• _What is being asked_
Give only the number of lines in the records that include the string "apartment".
□ □ □
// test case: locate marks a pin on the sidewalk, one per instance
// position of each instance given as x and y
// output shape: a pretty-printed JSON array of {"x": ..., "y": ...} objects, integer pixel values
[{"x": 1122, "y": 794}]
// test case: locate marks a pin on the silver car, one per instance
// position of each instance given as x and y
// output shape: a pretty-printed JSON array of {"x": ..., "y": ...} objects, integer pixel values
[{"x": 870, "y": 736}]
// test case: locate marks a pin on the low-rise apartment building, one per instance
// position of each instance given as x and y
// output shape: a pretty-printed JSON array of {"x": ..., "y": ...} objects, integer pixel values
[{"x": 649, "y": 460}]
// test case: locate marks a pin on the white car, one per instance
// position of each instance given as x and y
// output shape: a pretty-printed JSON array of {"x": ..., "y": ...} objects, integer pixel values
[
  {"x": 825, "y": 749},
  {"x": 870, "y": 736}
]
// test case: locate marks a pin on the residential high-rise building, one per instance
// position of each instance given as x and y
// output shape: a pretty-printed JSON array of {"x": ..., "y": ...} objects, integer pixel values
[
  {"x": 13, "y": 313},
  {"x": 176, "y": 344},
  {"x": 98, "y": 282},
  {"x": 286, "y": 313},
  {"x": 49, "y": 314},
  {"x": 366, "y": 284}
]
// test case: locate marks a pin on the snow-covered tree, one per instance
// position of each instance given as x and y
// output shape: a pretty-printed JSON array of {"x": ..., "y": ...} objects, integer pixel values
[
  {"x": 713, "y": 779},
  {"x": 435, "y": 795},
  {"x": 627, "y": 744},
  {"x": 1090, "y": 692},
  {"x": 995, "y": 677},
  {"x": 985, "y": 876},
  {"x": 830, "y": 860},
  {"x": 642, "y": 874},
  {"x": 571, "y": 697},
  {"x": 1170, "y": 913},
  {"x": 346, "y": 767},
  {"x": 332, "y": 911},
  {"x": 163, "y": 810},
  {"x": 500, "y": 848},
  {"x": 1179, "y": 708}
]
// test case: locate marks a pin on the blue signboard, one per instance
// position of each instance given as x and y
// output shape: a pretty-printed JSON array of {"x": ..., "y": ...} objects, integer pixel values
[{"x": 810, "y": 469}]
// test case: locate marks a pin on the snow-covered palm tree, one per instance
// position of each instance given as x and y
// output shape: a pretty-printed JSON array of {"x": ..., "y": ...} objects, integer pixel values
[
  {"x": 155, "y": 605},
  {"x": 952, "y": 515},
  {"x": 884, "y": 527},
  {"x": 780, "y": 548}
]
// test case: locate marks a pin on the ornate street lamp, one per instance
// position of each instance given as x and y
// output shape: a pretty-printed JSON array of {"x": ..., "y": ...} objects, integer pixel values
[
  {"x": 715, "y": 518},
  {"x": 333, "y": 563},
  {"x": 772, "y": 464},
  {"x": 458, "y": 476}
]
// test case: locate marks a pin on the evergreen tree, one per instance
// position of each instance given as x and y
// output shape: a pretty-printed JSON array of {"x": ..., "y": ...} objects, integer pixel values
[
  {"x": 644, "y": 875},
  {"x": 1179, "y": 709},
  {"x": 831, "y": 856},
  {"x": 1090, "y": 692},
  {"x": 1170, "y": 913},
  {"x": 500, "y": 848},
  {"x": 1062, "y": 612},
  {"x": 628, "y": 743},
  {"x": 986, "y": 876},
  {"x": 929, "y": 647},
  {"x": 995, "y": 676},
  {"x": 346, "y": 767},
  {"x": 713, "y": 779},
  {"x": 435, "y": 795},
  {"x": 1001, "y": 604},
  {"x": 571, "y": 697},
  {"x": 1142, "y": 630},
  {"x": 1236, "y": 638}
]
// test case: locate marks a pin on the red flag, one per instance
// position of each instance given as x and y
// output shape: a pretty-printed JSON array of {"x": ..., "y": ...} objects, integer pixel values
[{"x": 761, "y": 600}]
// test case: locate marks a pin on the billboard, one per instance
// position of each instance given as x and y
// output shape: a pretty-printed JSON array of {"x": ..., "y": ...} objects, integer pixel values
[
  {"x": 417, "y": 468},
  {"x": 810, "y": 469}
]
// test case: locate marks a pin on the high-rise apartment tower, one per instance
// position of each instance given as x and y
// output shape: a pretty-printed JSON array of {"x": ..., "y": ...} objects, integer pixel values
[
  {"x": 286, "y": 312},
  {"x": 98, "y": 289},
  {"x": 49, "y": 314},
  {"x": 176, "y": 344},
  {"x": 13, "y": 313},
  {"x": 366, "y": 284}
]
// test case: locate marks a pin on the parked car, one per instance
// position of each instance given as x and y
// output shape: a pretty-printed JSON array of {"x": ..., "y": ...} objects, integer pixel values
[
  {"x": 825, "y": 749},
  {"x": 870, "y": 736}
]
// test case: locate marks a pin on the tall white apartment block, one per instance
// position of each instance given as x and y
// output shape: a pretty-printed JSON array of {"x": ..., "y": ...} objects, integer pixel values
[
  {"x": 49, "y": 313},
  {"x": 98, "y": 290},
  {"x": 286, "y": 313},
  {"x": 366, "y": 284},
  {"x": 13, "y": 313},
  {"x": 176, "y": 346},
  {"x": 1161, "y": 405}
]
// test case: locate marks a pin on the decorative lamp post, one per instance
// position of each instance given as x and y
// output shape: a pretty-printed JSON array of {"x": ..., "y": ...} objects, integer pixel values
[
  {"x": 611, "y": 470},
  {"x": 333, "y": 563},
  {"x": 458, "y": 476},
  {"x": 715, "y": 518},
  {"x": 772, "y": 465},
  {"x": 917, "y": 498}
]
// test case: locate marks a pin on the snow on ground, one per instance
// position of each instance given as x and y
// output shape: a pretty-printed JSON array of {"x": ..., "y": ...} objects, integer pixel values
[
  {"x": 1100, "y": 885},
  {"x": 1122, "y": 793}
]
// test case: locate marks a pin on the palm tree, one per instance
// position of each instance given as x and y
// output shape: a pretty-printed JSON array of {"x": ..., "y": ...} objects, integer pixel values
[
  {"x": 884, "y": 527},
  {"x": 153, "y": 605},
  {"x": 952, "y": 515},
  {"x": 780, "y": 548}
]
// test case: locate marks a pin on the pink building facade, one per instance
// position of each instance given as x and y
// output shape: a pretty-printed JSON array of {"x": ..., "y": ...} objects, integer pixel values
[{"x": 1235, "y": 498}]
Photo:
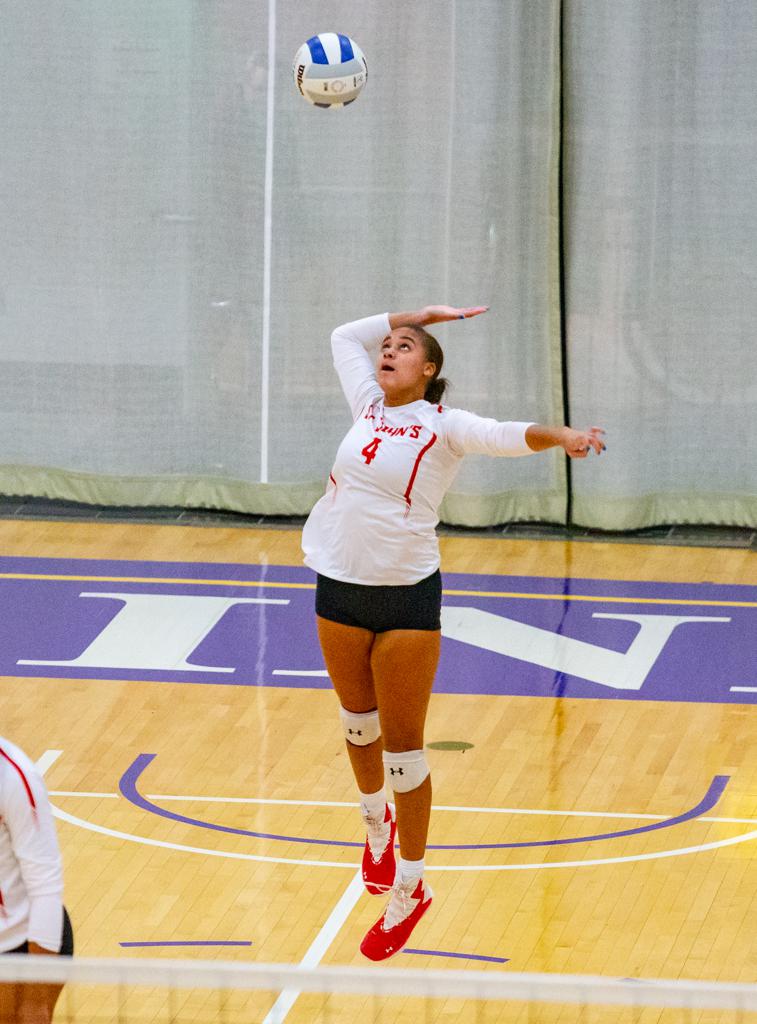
□ □ □
• _Expected output_
3